[Given task] Convert the records below into a Markdown table with the columns Row and Line. Give each nonblank line its own numbered row.

[Object point labels]
———
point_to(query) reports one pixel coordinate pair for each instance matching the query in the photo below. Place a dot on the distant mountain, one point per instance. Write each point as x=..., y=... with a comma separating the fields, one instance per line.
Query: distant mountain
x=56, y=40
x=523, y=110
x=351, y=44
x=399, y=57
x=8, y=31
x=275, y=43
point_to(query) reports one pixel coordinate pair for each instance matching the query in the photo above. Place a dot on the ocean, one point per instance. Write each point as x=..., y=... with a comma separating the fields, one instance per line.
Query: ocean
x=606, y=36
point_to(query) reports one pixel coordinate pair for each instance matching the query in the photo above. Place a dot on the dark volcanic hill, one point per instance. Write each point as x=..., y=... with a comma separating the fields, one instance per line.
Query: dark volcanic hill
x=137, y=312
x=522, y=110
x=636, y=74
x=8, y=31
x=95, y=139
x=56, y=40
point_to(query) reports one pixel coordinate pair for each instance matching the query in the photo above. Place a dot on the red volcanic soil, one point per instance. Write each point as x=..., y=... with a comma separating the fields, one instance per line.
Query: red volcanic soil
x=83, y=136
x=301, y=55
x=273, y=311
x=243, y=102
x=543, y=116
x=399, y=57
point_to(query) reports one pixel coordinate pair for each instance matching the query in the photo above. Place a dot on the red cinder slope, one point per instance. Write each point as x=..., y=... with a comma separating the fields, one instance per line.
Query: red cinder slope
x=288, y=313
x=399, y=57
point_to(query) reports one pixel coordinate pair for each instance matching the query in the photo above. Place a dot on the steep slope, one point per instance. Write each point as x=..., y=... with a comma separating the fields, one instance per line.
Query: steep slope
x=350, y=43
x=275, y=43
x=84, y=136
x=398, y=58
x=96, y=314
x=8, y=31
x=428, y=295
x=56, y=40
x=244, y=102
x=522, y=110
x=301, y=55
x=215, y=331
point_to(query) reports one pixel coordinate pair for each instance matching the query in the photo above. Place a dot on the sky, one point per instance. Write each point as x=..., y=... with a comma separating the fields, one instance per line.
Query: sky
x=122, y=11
———
[Completed exercise]
| Row | Line |
|---|---|
| 1 | point_to(query) reports one pixel coordinate pair for each instance matching the query in the photo below. Place a dot on the distant mountain, one point per instance. Write each point as x=..., y=... with a comma separating the fields, one instance per line. |
| 2 | Query: distant mountain |
| 3 | x=56, y=40 |
| 4 | x=523, y=110 |
| 5 | x=351, y=44 |
| 6 | x=399, y=57 |
| 7 | x=8, y=31 |
| 8 | x=275, y=43 |
| 9 | point_to(query) reports one pixel coordinate pair for each instance matching the query in the photo above. Place a dot on the ocean, one point per instance. Write each point as x=..., y=... with a comma separating the fields, one instance per line. |
| 10 | Query: ocean |
| 11 | x=606, y=36 |
| 12 | point_to(query) reports one pixel coordinate pair for each instance matching the query in the photo above. Place a dot on the dark volcanic hill, one point per instance. Write each point as x=..., y=... with a comma separating the fields, one instance per line. |
| 13 | Query: dark volcanic hill |
| 14 | x=137, y=312 |
| 15 | x=522, y=110 |
| 16 | x=636, y=74 |
| 17 | x=8, y=31 |
| 18 | x=95, y=139 |
| 19 | x=56, y=40 |
| 20 | point_to(query) reports one pixel coordinate pair for each instance matching the query in the photo above. Place a dot on the red volcanic soil, one point per instance. Write each point as x=..., y=... with a comma separating the fields, one instance per line. |
| 21 | Query: red volcanic soil |
| 22 | x=83, y=136 |
| 23 | x=301, y=55 |
| 24 | x=273, y=311 |
| 25 | x=243, y=102 |
| 26 | x=543, y=116 |
| 27 | x=399, y=57 |
| 28 | point_to(query) reports one pixel coordinate pair for each instance matching the query in the photo above. Place a dot on the red cinder slope, one point per instance. Write each point as x=..., y=... with a comma separating the fields, one instance per line. |
| 29 | Query: red cinder slope |
| 30 | x=288, y=313 |
| 31 | x=399, y=57 |
| 32 | point_to(query) reports one pixel coordinate pair for each instance matching the query in the photo above. Place a dot on the steep slope, one point per instance. Write each point as x=..., y=... with a comma separating the fields, one instance per line. |
| 33 | Query: steep slope |
| 34 | x=350, y=43 |
| 35 | x=275, y=43 |
| 36 | x=84, y=136 |
| 37 | x=398, y=58 |
| 38 | x=96, y=314 |
| 39 | x=8, y=31 |
| 40 | x=428, y=295 |
| 41 | x=56, y=40 |
| 42 | x=244, y=102 |
| 43 | x=522, y=110 |
| 44 | x=301, y=55 |
| 45 | x=215, y=331 |
| 46 | point_to(query) reports one pixel coordinate pair for each instance matching the query in the photo above. Place a dot on the sky, one point per instance. Write each point as x=..., y=... with a comma separating the fields, one instance per line. |
| 47 | Query: sky |
| 48 | x=122, y=11 |